Rewrite the passage of the article on work obsession and success that opens with the words containing "However, facts and" and closes with "of imagined success?", replacing "map" with "picture".

» **Extract provided**
== == ==

They Deceived You When They Said: The Obsession with Work is Your Only Path to Success
SadaNews - A recipe for success, your path to entrepreneurship, tips for quick wealth... If you haven't encountered such enticing content that chases people continuously on social media platforms, you might be one of the fortunate few who have not missed much, and have escaped psychological pressures that form a new crisis added to the crises of what has come to be known as "the social media person."
One of the most prominent characteristics of this content - which evokes human emotions and dreams - is presenting exhaustion as a badge of honor, burnout as proof of ambition, and that success necessarily passes through an inhumane gate.
However, facts and figures - as well as human nature - reveal that this map not only corrupts noble meanings such as diligence, responsibility, and commitment, but it often leads to failure and burnout, rather than achievement and glory.
And to avoid confusion, we need an answer to an important question: What is the dividing line between striving toward necessary ambition and self-destruction chasing the mirage of imagined success?

== == ==

» **Stored data entries**
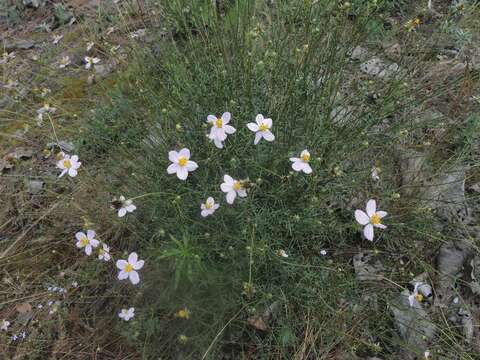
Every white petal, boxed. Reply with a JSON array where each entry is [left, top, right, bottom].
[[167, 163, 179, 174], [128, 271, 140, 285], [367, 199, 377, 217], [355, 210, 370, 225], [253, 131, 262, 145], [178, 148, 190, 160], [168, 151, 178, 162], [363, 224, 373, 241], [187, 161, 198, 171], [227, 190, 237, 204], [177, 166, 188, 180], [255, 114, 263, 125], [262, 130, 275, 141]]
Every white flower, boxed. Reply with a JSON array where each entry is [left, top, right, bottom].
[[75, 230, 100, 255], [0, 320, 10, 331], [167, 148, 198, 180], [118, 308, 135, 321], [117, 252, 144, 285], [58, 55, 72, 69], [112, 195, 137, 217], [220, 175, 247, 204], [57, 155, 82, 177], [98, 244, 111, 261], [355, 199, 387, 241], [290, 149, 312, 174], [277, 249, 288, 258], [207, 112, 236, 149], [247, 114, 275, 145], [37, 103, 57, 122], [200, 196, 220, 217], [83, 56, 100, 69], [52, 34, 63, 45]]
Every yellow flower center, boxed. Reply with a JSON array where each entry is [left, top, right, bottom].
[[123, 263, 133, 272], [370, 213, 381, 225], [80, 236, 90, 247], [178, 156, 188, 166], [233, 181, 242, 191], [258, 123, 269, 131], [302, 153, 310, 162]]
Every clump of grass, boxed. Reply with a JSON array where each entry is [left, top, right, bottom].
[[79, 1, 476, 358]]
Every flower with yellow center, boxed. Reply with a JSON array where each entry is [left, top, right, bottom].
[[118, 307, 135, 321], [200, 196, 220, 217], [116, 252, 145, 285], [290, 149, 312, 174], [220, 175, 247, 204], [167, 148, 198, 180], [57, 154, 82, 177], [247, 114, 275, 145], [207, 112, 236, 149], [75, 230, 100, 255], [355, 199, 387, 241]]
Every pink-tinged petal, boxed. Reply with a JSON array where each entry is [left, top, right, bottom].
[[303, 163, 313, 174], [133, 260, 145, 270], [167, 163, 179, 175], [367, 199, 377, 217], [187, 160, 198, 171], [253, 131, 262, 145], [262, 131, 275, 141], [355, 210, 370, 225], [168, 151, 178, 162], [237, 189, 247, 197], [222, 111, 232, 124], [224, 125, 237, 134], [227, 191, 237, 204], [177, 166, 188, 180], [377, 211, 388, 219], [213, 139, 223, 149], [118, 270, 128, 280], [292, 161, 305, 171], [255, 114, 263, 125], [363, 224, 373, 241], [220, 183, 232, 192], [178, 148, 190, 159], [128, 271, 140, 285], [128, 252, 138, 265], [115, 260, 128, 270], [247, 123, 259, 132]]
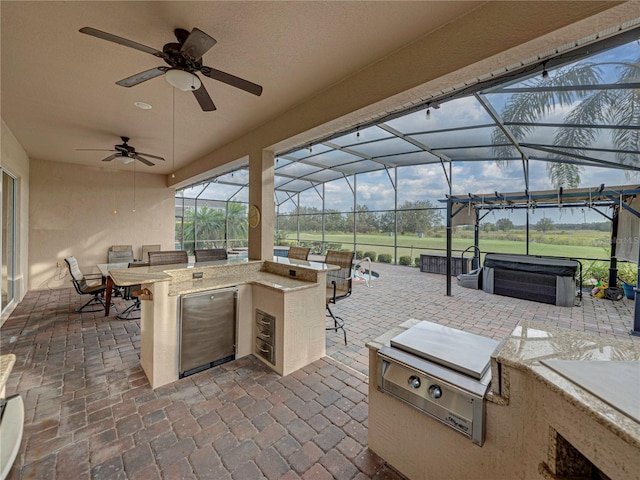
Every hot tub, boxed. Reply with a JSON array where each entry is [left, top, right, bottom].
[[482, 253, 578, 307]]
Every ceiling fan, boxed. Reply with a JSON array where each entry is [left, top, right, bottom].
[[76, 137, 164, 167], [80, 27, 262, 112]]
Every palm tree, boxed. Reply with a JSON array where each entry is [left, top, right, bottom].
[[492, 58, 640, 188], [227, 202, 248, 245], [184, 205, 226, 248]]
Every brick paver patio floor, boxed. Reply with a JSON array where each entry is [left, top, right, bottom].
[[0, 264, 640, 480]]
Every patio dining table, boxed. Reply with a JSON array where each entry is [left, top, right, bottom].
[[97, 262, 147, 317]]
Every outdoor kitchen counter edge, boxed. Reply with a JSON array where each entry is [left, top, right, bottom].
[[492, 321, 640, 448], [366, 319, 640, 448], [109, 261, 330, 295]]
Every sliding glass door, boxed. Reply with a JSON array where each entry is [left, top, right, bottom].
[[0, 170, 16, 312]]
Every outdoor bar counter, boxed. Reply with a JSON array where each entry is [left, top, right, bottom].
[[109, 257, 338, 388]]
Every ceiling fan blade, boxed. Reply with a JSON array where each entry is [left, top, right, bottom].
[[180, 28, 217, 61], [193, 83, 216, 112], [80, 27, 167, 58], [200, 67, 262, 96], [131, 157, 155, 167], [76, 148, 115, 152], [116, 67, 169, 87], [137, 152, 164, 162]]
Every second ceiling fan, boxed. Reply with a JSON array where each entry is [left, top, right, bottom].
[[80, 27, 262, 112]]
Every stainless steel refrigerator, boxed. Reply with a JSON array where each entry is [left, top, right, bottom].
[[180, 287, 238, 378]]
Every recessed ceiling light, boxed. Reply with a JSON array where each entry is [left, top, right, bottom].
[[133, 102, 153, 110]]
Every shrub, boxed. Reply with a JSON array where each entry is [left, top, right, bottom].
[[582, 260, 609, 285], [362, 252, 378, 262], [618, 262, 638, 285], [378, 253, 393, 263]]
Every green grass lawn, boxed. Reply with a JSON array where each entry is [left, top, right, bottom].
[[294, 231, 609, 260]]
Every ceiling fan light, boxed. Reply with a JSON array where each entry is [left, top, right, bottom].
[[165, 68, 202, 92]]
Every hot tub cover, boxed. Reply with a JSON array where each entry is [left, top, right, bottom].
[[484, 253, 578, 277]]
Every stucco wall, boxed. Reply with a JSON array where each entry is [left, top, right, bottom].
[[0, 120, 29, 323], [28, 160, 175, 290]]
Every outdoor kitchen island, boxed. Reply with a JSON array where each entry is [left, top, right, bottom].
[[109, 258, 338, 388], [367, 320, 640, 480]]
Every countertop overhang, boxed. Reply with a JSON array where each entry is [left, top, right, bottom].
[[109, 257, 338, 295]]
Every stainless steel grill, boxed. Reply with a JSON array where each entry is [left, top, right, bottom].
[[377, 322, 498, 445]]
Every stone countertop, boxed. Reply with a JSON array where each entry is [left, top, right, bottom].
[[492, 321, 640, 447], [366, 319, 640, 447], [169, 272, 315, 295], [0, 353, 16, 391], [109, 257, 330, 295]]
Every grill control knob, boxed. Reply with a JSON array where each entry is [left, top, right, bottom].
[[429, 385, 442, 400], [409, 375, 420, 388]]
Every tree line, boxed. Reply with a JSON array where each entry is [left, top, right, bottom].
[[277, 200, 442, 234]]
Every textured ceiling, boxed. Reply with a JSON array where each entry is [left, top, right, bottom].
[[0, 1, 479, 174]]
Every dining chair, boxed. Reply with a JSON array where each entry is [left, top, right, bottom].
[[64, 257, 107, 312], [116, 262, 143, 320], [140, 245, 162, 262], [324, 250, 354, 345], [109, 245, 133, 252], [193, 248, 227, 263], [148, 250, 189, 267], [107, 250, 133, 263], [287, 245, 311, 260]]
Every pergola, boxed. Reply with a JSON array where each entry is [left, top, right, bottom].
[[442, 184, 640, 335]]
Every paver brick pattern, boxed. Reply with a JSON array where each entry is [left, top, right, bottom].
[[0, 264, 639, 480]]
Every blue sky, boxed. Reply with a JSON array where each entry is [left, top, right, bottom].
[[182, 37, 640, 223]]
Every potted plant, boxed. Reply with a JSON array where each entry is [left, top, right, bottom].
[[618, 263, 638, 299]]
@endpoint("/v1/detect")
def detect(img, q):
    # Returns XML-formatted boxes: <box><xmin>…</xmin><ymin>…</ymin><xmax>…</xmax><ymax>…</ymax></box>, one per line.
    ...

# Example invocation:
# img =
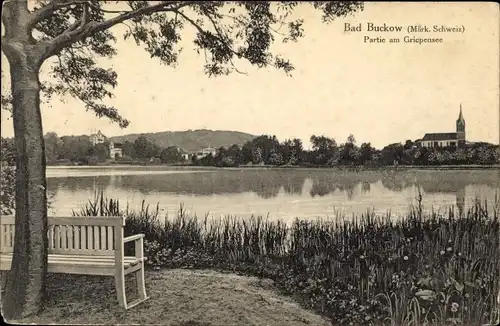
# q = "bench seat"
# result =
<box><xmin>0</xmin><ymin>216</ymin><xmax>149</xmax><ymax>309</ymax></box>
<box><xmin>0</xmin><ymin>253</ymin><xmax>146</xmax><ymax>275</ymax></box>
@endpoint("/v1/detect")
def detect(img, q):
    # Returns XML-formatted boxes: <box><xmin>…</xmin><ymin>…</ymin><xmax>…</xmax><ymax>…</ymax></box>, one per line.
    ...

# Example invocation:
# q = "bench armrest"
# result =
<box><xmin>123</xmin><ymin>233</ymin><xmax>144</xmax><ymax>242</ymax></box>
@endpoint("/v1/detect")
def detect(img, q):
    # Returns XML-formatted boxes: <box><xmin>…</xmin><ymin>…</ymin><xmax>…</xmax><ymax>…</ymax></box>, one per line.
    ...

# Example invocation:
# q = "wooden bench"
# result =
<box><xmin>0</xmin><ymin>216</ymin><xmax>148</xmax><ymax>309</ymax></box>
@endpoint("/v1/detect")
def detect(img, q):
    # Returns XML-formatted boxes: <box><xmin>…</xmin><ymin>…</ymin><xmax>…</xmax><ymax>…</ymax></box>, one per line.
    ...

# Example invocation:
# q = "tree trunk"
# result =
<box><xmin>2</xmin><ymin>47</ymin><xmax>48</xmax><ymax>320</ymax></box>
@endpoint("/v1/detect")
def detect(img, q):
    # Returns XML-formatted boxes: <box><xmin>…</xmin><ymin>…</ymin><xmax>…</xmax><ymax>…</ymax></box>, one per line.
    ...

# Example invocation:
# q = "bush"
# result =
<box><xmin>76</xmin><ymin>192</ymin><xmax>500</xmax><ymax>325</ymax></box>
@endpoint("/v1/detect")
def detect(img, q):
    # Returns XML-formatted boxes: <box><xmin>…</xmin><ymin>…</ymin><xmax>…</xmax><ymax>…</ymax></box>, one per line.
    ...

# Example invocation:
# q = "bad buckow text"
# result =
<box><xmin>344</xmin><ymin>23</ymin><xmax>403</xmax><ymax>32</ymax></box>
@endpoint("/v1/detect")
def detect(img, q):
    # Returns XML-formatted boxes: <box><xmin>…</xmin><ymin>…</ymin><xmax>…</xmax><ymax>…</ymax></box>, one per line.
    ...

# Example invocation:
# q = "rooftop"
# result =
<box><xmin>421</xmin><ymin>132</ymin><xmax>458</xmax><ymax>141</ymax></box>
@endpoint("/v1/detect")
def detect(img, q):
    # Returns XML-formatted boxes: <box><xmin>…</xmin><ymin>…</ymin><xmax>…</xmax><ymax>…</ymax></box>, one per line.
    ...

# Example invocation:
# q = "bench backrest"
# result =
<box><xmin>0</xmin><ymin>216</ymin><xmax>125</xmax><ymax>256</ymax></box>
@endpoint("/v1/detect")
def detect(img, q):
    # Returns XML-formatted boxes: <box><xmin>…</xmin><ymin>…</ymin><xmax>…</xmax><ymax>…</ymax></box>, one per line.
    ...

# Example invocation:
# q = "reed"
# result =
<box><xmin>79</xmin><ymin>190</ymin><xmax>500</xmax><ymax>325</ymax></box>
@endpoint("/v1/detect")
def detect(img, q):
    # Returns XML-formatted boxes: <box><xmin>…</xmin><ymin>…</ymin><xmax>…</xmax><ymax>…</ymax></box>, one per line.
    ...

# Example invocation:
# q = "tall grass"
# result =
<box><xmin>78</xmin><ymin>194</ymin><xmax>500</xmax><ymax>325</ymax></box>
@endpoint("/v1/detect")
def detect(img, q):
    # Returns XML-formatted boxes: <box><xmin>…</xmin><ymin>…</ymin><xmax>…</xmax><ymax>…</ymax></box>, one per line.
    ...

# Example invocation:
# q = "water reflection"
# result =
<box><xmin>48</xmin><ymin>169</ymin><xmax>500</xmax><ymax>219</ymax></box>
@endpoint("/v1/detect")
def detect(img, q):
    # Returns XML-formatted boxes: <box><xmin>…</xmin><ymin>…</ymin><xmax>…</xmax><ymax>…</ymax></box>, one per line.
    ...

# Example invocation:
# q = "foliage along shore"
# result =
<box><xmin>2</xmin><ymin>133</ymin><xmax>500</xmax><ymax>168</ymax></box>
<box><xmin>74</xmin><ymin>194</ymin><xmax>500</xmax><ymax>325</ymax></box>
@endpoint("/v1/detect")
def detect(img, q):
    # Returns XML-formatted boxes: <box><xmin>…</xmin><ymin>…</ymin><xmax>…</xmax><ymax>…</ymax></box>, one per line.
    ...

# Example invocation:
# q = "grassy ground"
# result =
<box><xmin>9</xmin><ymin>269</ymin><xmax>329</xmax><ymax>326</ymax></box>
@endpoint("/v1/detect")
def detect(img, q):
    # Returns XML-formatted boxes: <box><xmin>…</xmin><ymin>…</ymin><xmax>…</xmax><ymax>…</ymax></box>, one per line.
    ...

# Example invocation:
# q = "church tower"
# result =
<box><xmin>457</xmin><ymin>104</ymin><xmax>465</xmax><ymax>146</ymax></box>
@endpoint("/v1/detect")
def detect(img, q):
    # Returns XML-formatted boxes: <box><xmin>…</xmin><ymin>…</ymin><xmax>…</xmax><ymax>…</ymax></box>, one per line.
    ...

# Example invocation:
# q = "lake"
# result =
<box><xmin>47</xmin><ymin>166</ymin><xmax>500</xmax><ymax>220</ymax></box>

== == ==

» **Expected answer**
However, facts and figures - as well as human nature - reveal that this picture not only corrupts noble meanings such as diligence, responsibility, and commitment, but it often leads to failure and burnout, rather than achievement and glory.
And to avoid confusion, we need an answer to an important question: What is the dividing line between striving toward necessary ambition and self-destruction chasing the mirage of imagined success?